Please write out the entries below again, changing each "one dot" to "a single mark" and leaving everything else as it is.

________

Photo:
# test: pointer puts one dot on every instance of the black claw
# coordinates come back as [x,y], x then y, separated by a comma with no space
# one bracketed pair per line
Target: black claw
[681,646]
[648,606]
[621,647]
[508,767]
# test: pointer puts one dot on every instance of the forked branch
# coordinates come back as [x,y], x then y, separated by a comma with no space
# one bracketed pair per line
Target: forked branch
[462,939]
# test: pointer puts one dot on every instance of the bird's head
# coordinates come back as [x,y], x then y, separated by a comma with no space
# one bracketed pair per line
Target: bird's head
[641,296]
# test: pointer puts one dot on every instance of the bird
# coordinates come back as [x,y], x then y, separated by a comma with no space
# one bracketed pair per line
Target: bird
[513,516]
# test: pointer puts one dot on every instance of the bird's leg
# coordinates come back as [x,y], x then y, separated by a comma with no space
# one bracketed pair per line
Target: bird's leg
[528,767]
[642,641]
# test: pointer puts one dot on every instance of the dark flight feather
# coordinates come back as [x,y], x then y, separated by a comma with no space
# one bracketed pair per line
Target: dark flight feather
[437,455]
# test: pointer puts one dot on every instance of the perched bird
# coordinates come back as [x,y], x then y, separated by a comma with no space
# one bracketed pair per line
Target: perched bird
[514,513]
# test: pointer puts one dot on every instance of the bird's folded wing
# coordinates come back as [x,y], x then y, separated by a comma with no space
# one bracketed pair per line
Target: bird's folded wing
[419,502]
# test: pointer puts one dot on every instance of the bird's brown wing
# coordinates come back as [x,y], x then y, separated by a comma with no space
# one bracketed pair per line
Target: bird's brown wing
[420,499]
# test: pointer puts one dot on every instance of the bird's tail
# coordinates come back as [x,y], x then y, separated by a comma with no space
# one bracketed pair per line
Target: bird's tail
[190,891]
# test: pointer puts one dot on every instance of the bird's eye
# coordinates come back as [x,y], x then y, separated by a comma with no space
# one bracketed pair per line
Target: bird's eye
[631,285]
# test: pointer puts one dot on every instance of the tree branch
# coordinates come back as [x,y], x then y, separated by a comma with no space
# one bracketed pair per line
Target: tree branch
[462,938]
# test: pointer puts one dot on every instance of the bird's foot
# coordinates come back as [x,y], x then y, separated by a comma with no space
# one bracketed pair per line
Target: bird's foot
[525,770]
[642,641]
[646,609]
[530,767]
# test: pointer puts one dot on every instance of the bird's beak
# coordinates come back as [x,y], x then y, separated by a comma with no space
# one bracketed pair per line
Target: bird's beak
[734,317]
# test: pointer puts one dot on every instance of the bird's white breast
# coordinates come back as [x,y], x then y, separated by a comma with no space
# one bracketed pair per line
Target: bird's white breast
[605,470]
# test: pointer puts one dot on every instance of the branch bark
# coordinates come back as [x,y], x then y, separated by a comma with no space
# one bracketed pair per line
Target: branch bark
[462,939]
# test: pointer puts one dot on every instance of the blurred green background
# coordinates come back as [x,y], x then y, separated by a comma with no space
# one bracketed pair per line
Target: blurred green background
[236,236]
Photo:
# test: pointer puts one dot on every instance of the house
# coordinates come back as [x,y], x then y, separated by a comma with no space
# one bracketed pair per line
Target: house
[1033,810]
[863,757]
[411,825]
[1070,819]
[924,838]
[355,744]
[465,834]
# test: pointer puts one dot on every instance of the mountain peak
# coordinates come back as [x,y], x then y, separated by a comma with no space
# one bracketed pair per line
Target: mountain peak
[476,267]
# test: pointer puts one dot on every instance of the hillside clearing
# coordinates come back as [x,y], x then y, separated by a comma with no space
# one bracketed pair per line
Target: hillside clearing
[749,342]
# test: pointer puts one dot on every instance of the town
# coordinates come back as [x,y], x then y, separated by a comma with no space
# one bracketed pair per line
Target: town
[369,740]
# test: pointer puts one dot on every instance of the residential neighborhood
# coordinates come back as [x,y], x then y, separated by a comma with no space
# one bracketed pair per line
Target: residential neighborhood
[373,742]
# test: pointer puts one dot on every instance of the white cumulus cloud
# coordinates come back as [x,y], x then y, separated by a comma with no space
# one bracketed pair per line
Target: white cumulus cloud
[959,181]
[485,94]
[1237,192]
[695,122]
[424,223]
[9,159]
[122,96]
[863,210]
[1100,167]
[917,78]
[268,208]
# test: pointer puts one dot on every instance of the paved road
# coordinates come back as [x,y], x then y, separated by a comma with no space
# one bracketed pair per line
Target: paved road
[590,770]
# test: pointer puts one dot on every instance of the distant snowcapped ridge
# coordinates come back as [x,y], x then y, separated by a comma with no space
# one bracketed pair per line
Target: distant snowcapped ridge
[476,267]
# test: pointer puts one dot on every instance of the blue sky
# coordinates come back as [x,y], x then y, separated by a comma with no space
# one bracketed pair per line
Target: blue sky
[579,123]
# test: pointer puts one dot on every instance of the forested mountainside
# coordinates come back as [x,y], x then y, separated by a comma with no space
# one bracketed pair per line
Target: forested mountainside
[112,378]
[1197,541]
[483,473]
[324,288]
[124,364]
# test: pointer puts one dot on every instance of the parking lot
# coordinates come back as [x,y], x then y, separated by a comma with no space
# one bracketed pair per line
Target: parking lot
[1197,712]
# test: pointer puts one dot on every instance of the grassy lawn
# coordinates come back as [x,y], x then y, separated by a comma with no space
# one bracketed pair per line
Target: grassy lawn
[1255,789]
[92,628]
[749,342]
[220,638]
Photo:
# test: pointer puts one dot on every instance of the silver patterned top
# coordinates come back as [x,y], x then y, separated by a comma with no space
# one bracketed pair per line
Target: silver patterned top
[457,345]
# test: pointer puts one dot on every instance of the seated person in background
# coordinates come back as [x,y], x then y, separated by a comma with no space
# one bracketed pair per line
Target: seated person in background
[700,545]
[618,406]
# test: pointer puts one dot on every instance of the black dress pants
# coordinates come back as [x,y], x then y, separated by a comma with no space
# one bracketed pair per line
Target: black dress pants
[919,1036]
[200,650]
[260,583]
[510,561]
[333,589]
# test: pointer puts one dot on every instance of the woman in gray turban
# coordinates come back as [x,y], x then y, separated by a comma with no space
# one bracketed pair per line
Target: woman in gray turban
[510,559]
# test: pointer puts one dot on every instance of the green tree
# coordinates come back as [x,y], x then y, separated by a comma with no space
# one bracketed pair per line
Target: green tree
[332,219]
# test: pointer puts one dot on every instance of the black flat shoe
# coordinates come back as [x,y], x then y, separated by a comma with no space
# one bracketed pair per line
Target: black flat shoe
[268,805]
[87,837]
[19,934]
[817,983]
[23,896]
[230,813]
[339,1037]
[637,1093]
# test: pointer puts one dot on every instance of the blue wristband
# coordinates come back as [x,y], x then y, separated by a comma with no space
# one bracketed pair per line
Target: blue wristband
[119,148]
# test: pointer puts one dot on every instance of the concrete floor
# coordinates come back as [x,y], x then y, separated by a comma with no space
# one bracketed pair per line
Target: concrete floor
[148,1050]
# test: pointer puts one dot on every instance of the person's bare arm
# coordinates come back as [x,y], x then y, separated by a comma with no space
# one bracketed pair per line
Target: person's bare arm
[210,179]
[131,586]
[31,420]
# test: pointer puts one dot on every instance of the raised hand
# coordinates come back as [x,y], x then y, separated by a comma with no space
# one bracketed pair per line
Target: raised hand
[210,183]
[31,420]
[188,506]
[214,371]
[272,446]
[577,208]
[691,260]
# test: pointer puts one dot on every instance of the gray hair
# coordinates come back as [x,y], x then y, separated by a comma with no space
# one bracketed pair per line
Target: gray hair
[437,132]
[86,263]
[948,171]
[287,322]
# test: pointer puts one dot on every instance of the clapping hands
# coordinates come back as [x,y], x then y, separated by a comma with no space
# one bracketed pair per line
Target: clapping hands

________

» **FINISHED EXERCISE**:
Photo:
# test: pointer puts a single mark on every instance of the black claw
# coordinates come back as [x,y], x then y, separated by a comma with no space
# one bracketed pair per line
Target: black claw
[681,646]
[648,606]
[621,647]
[508,767]
# test: pointer puts a single mark on every instance of the forked branch
# coordinates come back as [x,y], x then y, separated by a comma with no space
# one bracketed pair per line
Target: forked branch
[462,939]
# test: pointer puts a single mark on every instance of the bird's head
# coordinates come back as [x,y], x then y, separated by a comma with no space
# one bracketed pair per line
Target: bird's head
[641,296]
# test: pointer puts a single mark on every instance of the bird
# coordinates come back as [x,y], x then y, separated by a comma with no space
# one bracketed pair per line
Target: bird
[513,516]
# test: pointer puts a single mark on every instance of the bird's leg
# coordinates come back as [x,y], x then y, separated by a comma with no space
# one bracketed pair per line
Target: bird's leg
[528,767]
[642,641]
# test: pointer puts a single mark on every instance of the dark flight feather
# coordinates come back as [x,y], x then y, separated by a comma with no space
# one bracketed pair per line
Target: dark flight feather
[437,455]
# test: pointer puts a single mark on every instance of the perched bird
# coordinates come back as [x,y], x then y, separated by a comma with no space
# one bracketed pair per line
Target: perched bird
[514,513]
# test: pointer puts a single mark on every instance of the bird's folded wing
# coordinates come back as [x,y], x then y, separated by a comma with no space
# one bracketed pair per line
Target: bird's folded wing
[419,502]
# test: pointer puts a single mark on every instance of the bird's brown wing
# coordinates come back as [x,y], x then y, separated by a comma with no space
# one bracketed pair per line
Target: bird's brown wing
[420,499]
# test: pointer puts a single mark on every instance of the bird's tail
# coordinates come back as [x,y], x then y, separated by a comma with no space
# one bracketed pair per line
Target: bird's tail
[190,891]
# test: pointer puts a single mark on every instance of the bird's eye
# coordinates come back as [x,y], x then y, separated by a comma with no space
# one bracketed pair per line
Target: bird's eye
[631,285]
# test: pointer puts a single mark on every instance of the tree branch
# coordinates come back as [x,y], x then y, separated by a comma with no space
# one bracketed pair per line
Target: tree branch
[462,938]
# test: pointer puts a single mark on every instance of the bird's foot
# coordinates come back as [x,y], x then y, separated by a comma with no space
# one bracketed pair per line
Target: bird's foot
[525,770]
[642,641]
[646,609]
[530,767]
# test: pointer puts a single mark on every instance of the bird's beak
# coordinates come back as [x,y], x then y, separated by a comma with no space
# one bracketed pair per line
Target: bird's beak
[734,317]
# test: pointer puts a single mark on every instance of the bird's white breast
# coordinates come back as [x,y], x then y, separated by a comma with no space
# one bracketed pair per line
Target: bird's white breast
[605,470]
# test: pointer puts a single mark on every instance of the branch bark
# coordinates come back as [x,y], x then y, separated by a comma with no space
# one bracketed pair per line
Target: branch bark
[462,939]
# test: pointer puts a single mark on every instance of the blurred green background
# coordinates come back as [x,y], x then y, separated by a comma with no space
# one bracketed pair per line
Target: blurred green background
[236,236]
Photo:
# test: pointer puts a single mark on every instance of the house
# coordinates come back as [x,y], x then y, separated by a comma with no space
# one bracketed pair per line
Target: house
[1033,810]
[863,757]
[411,825]
[1070,819]
[924,838]
[355,744]
[465,834]
# test: pointer puts a single mark on every instance of the mountain peak
# coordinates come back as [x,y], x then y, separated by a comma with no space
# one bracketed pair per line
Target: mountain peak
[476,267]
# test: pointer puts a single mark on every instance of the hillside clearing
# coordinates come back as [x,y], x then y, separated by a comma with no space
# one bracketed pair per line
Target: hillside clearing
[749,342]
# test: pointer puts a single mark on every instance of the town
# coordinates come back as [x,y], x then y, separated by a comma with no space
# one bracketed pair per line
Target: town
[369,740]
# test: pointer puts a single mark on every instance of the residential neighborhood
# coordinates come back as [x,y], x then y, separated by a comma with no space
# one bracketed pair per line
Target: residential neighborhood
[373,742]
# test: pointer puts a single mark on every instance of the white cumulus cloud
# coordinates come back as [x,y], x then y, separated by a comma with no space
# one bracketed pair per line
Target: white cumulus cloud
[959,181]
[485,94]
[1237,192]
[695,122]
[424,223]
[9,159]
[122,96]
[863,210]
[1100,167]
[917,78]
[268,208]
# test: pointer puts a single mark on every instance of the paved road
# coordinates come back as [x,y], x then y, separated by a comma with no space
# one bracketed pair per line
Target: paved road
[590,770]
# test: pointer puts a single mark on every instance of the distant snowcapped ridge
# coordinates come back as [x,y], x then y, separated by a comma with no space
# one bracketed pair per line
Target: distant snowcapped ridge
[476,267]
# test: pointer puts a single mark on every instance of the blue sky
# coordinates come back as [x,y], x then y, separated by a comma with no space
# one bracketed pair per line
Target: blue sky
[579,123]
# test: pointer puts a single mark on every instance of the forested mountainside
# coordinates come back as [x,y], x then y, separated by a comma with no space
# one bracketed pair per line
Target: forested mountainside
[112,378]
[1197,541]
[483,473]
[324,288]
[124,364]
# test: pointer puts a single mark on every instance of the parking lot
# coordinates come back as [x,y], x then y, separated by a comma with no space
# one bracketed pair per line
Target: parking lot
[1197,712]
# test: pointer puts a single mark on every instance of the grassy lawn
# coordinates come back as [x,y], x then y, separated by a comma with no space
# one bracketed pair per line
Target: grassy lawn
[1255,789]
[92,628]
[749,342]
[220,638]
Photo:
# test: pointer puts a single mark on every instance of the silver patterned top
# coordinates come back as [x,y], x then y, separated by a comma with no space
# one bracketed pair per line
Target: silver patterned top
[457,345]
# test: pointer puts a single mark on every instance of the seated person in background
# coordinates come back as [x,y], x then y, separated by a comma with no space
# one bracketed pair per line
Target: seated person in background
[700,545]
[618,406]
# test: pointer puts a single mark on every instance of the black dress pants
# coordinates come back as [x,y], x then y, separated by a comma with no space
# one bracketed pair per line
Target: black dress pants
[919,1036]
[200,650]
[260,583]
[510,561]
[333,589]
# test: pointer puts a single mark on every instance of the woman in gray turban
# coordinates come back as [x,y], x then y, separated by a comma with no space
# one bracketed pair per line
Target: woman in gray turban
[510,559]
# test: pointer puts a single mark on every instance of the green tree
# coordinates come back as [x,y], x then y, separated by a comma with no space
# one bracketed pair per line
Target: green tree
[332,219]
# test: pointer puts a single mark on every instance of the black flat shoe
# coordinates come back as [x,y], x then y, separated by a comma with no space
# one bracketed pair per line
Target: black flat shoe
[268,805]
[87,837]
[19,934]
[817,983]
[23,896]
[230,813]
[339,1037]
[637,1093]
# test: pointer puts a single mark on every instance of the blue wristband
# coordinates come back as [x,y], x then y, separated by a comma with no space
# one bracketed pair per line
Target: blue wristband
[119,148]
# test: pointer puts a single mark on every instance of the concrete floor
# coordinates come back as [x,y], x then y, separated by a comma with no space
# one bracketed pair per line
Target: concrete floor
[148,1050]
# test: pointer puts a single mark on every instance of the person's bare arm
# coordinates come back as [x,y], x then y, separated by a comma with no space
# one bracketed pair per line
Target: person's bare arm
[210,179]
[131,586]
[31,420]
# test: pointer puts a single mark on every instance of the raised hand
# coordinates come back as [x,y], x then y, separated by a comma with no space
# one bracketed pair per line
Target: raised hand
[210,183]
[31,420]
[188,506]
[214,371]
[272,446]
[577,208]
[691,260]
# test: pointer puts a single mark on every instance of the gray hair
# coordinates come back as [x,y], x then y, separated by a comma with no space
# one bracketed pair per line
Target: gray hair
[437,132]
[86,263]
[948,171]
[287,322]
# test: pointer puts a single mark on every instance of the clapping hands
# coordinates come back as [x,y], x then y, separated by a comma with no space
# one bracketed pair per line
Target: clapping hands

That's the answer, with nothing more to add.